▶ Exercises to complete:
A. Reproduce the passage of the court order starting with "This case arises" and going on through "Nev.Rev.Stat. § 453A.200(1)(f).".
B. Please sum up the court order in two sentences.

Wilson v. Holder

Decision Date12 March 2014
Docket NumberCase No. 2:11–cv–01679–GMN–PAL.
PartiesS. Rowan WILSON, an individual, Plaintiff, v. Eric HOLDER, individually and as Attorney General of the United States; The U.S. Bureau of Alcohol, Tobacco, Firearms, and Explosives; B. Todd Jones, individually and as Acting Director of the U.S. Bureau of Alcohol, Tobacco, Firearms, and Explosives; Arthur Herbert, individually and as Assistant Director of the U.S. Bureau of Alcohol, Tobacco, Firearms, and Explosives; and The United States of America, Defendants.
CourtU.S. District Court — District of Nevada

OPINION TEXT STARTS HERE

Charles C. Rainey, The Law Firm of Rainey Devine, Henderson, NV, for Plaintiff.

Zachary C. Richter, Alicia N. Ellington, John Kenneth Theis, U.S. Department of Justice, Federal Programs Branch, Washington, DC, Justin E. Pingel, United States Attorney's Office, Las Vegas, NV, for Defendants.

ORDER

GLORIA M. NAVARRO, Chief Judge.

Pending before the Court is the Motion to Dismiss Plaintiff's First Amended Complaint (ECF No. 37) filed by the United States of America, the Bureau of Alcohol, Tobacco, Firearms, and Explosives (“BATFE”), U.S. Attorney General Eric Holder, Acting BATFE Director B. Todd Jones, and Assistant BAT FE Director Arthur Herbert's (collectively, Defendants). Plaintiff S. Rowan Wilson (Plaintiff) filed a Response (ECF No. 41) and Defendants filed a Reply (ECF No. 47).

I. BACKGROUND

This case arises from an asserted conflict between the right secured by the Second Amendment, certain provisions of the federal Gun Control Act that prohibit the users of controlled substances from procuring firearms, and the recent wave of state legislation legalizing the medical use of marijuana. In 2001, the Nevada legislature enacted legislation exempting the medical use of marijuana from state criminal prosecution in certain limited circumstances. See Nev.Rev.Stat. § 453A. Specifically, the legislation permits individuals who obtain a state-issued registry identification card (“state marijuana registry card”) to use marijuana for medicinal purposes. Nev.Rev.Stat. § 453A.200(1)(f).

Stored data
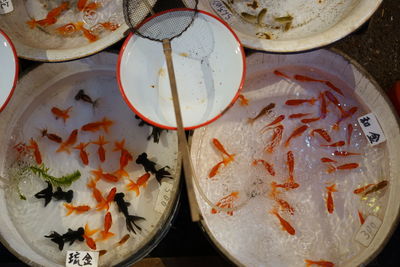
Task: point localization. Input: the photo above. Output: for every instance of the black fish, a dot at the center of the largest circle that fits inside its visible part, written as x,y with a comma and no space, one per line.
150,166
84,97
47,194
71,236
61,195
155,131
123,207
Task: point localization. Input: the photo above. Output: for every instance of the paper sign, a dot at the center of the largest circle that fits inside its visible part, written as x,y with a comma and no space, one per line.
6,6
371,128
82,258
222,10
163,197
368,230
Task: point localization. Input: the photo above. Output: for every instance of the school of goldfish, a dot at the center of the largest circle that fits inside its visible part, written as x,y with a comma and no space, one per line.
68,143
86,7
340,160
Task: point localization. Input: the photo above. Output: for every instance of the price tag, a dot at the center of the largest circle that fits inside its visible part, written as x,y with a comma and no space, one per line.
222,10
371,128
81,258
6,6
368,230
163,197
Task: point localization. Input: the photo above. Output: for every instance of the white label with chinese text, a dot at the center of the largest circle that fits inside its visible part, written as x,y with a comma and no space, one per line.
371,128
221,9
81,258
6,6
163,197
368,230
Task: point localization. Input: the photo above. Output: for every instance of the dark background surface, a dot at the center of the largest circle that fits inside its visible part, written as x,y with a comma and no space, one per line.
376,46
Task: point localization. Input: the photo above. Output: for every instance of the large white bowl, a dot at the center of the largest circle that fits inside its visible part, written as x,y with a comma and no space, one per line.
8,69
315,23
209,67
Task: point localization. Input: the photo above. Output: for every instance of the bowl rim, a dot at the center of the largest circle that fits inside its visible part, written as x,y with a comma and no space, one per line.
142,116
16,71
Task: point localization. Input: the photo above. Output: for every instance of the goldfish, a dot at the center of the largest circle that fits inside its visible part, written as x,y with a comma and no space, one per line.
108,177
36,152
278,73
101,151
87,236
59,113
297,132
266,110
276,121
362,220
296,102
321,263
336,144
226,202
81,95
323,107
106,234
308,120
51,17
124,158
328,160
77,209
267,166
243,100
142,181
275,140
349,132
347,166
285,224
376,187
65,146
345,153
96,126
51,136
324,134
329,200
327,83
106,203
298,115
123,208
82,152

▶ Results of the exercise:
A.
This case arises from an asserted conflict between the right secured by the Second Amendment, certain provisions of the federal Gun Control Act that prohibit the users of controlled substances from procuring firearms, and the recent wave of state legislation legalizing the medical use of marijuana. In 2001, the Nevada legislature enacted legislation exempting the medical use of marijuana from state criminal prosecution in certain limited circumstances. See Nev.Rev.Stat. § 453A. Specifically, the legislation permits individuals who obtain a state-issued registry identification card (“state marijuana registry card”) to use marijuana for medicinal purposes. Nev.Rev.Stat. § 453A.200(1)(f).

B. In Wilson v. Holder, decided by the U.S. District Court for the District of Nevada on 12 March 2014, the court considered a motion by the United States, the BATFE, and several federal officials to dismiss Plaintiff S. Rowan Wilson's First Amended Complaint. The case arises from an asserted conflict between the Second Amendment, Gun Control Act provisions that bar users of controlled substances from procuring firearms, and state medical marijuana laws such as Nevada's 2001 legislation, which lets holders of a state-issued registry identification card use marijuana for medicinal purposes.